◆ TEXTO PARA LEITURA ◆
Valor Econômico, n. 5223, 07/04/2021, Política, p. A10

 

Anistia aponta retrocessos no Brasil

Cristiane Agostine

 07/04/2021

 

 

Em um relatório sobre o estado dos Direitos Humanos no mundo, a Anistia Internacional registra que no Brasil o governo Bolsonaro não agiu para conter a crise sanitária. Ontem, o país bateu novo recorde, com 4.211 óbitos em 24 horas. Para a entidade, a negligência fez com que o país fracassasse em todos os aspectos no enfrentamento à pandemia, tanto nas ações sanitárias, quanto nas sociais e econômicas.

A desigualdade social se aprofundou e levou mais 27 milhões de pessoas para a extrema pobreza, vivendo com menos de R$ 246 ao mês (cerca de R$ 8 por dia), segundo dados projetados pela FGV entre agosto de 2020 e fevereiro deste ano. De acordo com a Rede Brasileira de Pesquisa em Soberania e Segurança Alimentar e Nutricional, a fome avançou e, pela primeira vez em 17 anos, 116 milhões de brasileiros - mais da metade da população - estão em situação de insegurança alimentar, sem a garantia de que terão comida na mesa. A pandemia deixou 19 milhões de brasileiros com fome em 2020, 9% da população. É quase o dobro do registrado em 2018.

◆ LINHAS FORNECIDAS ◆
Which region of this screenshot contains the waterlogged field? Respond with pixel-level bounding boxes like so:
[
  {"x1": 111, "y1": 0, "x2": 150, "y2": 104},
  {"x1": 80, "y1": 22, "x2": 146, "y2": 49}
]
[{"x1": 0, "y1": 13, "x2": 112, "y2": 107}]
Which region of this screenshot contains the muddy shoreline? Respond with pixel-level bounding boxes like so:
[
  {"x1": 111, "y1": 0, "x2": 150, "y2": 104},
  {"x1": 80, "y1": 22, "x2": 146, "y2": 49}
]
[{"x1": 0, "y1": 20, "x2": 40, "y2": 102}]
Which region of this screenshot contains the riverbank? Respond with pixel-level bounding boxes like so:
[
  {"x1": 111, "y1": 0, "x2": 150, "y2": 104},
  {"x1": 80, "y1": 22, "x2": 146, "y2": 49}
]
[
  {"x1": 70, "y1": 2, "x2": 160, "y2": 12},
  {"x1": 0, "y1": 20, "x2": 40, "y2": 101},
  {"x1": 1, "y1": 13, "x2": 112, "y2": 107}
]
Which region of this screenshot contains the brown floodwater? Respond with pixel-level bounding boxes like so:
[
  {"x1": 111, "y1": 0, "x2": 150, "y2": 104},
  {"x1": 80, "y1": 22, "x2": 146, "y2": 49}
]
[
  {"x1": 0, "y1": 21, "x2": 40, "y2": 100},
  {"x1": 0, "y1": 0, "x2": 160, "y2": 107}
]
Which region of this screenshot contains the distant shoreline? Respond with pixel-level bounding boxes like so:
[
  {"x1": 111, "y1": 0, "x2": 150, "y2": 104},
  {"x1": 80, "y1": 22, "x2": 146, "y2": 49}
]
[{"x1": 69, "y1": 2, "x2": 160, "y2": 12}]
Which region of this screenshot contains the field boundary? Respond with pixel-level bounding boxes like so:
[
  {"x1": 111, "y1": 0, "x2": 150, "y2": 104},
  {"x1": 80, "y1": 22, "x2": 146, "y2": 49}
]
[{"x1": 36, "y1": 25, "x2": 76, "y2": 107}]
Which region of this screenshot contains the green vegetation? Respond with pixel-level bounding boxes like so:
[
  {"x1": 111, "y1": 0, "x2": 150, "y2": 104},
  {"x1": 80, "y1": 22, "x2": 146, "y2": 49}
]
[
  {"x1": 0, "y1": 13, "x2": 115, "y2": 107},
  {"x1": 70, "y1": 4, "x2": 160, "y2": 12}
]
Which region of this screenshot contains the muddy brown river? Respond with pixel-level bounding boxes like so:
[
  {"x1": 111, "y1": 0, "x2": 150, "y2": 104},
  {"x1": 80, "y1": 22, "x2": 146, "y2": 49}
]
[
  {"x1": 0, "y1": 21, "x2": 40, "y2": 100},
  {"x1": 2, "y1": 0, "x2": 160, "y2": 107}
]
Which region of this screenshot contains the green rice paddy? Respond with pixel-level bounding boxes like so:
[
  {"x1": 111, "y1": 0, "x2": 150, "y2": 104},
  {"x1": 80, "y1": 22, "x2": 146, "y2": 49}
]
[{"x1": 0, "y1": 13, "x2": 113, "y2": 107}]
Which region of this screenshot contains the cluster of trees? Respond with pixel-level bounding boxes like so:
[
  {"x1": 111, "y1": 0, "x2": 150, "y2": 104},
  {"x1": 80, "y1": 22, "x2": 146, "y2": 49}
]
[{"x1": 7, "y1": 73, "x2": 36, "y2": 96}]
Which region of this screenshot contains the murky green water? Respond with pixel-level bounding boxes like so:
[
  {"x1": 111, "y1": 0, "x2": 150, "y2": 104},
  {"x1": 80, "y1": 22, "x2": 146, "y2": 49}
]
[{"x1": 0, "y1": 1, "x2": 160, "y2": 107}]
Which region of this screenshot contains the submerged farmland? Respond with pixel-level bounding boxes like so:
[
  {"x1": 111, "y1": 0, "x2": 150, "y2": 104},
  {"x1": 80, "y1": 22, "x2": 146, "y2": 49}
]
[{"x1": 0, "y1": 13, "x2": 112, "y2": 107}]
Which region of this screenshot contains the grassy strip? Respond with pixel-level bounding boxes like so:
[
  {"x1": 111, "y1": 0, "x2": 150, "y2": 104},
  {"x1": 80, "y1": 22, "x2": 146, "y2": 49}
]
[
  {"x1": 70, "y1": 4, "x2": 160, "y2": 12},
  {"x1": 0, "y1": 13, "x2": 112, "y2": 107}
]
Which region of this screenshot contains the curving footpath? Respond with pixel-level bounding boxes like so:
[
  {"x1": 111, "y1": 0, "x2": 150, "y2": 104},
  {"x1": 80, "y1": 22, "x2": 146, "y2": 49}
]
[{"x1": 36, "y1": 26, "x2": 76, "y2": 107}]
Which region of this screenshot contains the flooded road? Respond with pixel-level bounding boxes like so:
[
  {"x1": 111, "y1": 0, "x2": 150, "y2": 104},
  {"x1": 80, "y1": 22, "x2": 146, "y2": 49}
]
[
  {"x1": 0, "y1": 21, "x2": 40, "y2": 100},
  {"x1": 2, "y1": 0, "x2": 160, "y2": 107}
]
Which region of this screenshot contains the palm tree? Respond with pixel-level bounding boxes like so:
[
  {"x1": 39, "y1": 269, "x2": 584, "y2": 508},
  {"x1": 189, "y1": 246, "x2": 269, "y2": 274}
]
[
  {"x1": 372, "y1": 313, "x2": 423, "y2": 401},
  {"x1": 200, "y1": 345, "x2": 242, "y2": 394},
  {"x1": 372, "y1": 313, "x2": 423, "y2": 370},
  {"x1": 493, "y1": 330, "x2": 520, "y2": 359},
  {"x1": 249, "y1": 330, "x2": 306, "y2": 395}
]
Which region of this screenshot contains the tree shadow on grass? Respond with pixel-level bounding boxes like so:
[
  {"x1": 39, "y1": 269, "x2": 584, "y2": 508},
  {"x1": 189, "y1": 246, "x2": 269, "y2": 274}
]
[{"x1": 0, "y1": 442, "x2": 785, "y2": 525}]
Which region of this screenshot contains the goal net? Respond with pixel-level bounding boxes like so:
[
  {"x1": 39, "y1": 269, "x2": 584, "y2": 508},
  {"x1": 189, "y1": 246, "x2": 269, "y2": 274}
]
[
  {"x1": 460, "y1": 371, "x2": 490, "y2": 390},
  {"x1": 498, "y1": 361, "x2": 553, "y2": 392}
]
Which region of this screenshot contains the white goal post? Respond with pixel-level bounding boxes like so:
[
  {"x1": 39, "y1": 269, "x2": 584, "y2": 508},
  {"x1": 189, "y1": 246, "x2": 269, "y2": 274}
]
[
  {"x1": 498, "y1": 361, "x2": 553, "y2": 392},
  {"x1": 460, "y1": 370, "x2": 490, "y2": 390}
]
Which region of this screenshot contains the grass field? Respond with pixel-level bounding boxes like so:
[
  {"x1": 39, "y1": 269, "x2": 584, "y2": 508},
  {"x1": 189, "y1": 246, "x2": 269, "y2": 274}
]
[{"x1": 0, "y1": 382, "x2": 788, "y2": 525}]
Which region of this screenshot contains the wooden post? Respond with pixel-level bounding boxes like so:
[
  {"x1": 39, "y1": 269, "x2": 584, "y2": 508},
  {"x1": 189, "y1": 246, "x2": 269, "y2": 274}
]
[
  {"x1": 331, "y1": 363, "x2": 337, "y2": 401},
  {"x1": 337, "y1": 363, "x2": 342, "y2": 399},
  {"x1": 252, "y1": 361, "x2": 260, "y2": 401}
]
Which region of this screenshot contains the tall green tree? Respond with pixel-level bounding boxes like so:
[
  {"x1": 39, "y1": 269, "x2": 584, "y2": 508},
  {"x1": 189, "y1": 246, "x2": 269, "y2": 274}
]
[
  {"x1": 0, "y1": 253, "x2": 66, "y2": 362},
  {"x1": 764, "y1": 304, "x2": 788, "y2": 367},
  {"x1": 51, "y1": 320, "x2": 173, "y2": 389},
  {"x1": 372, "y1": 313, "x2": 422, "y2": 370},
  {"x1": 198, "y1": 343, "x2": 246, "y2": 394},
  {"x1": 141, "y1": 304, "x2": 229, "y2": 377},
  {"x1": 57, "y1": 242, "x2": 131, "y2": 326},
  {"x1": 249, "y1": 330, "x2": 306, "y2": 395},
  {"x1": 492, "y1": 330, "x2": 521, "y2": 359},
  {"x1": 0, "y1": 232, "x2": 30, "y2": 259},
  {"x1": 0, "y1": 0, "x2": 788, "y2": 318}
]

◆ SUAS TAREFAS ◆
1) Responda com base na reportagem sobre a Anistia Internacional:
(a) Quantos óbitos em 24 horas o país registrou no novo recorde citado?
(b) Quantas pessoas a mais foram levadas à extrema pobreza, segundo os dados projetados pela FGV?
(c) Quantos brasileiros a pandemia deixou com fome em 2020?
2) Liste todas as organizações que a reportagem sobre a Anistia Internacional cita como autoras de avaliações ou de dados.
3) Transcreva literalmente o trecho da reportagem sobre a Anistia Internacional que vai de "A desigualdade social" até "registrado em 2018.".
Nada do que se pede aqui depende das linhas.

◆ SOLUÇÕES DAS TAREFAS ◆
1)
(a) 4.211 óbitos.
(b) 27 milhões de pessoas.
(c) 19 milhões de brasileiros, 9% da população.

2)
- Anistia Internacional
- FGV
- Rede Brasileira de Pesquisa em Soberania e Segurança Alimentar e Nutricional

3)
A desigualdade social se aprofundou e levou mais 27 milhões de pessoas para a extrema pobreza, vivendo com menos de R$ 246 ao mês (cerca de R$ 8 por dia), segundo dados projetados pela FGV entre agosto de 2020 e fevereiro deste ano. De acordo com a Rede Brasileira de Pesquisa em Soberania e Segurança Alimentar e Nutricional, a fome avançou e, pela primeira vez em 17 anos, 116 milhões de brasileiros - mais da metade da população - estão em situação de insegurança alimentar, sem a garantia de que terão comida na mesa. A pandemia deixou 19 milhões de brasileiros com fome em 2020, 9% da população. É quase o dobro do registrado em 2018.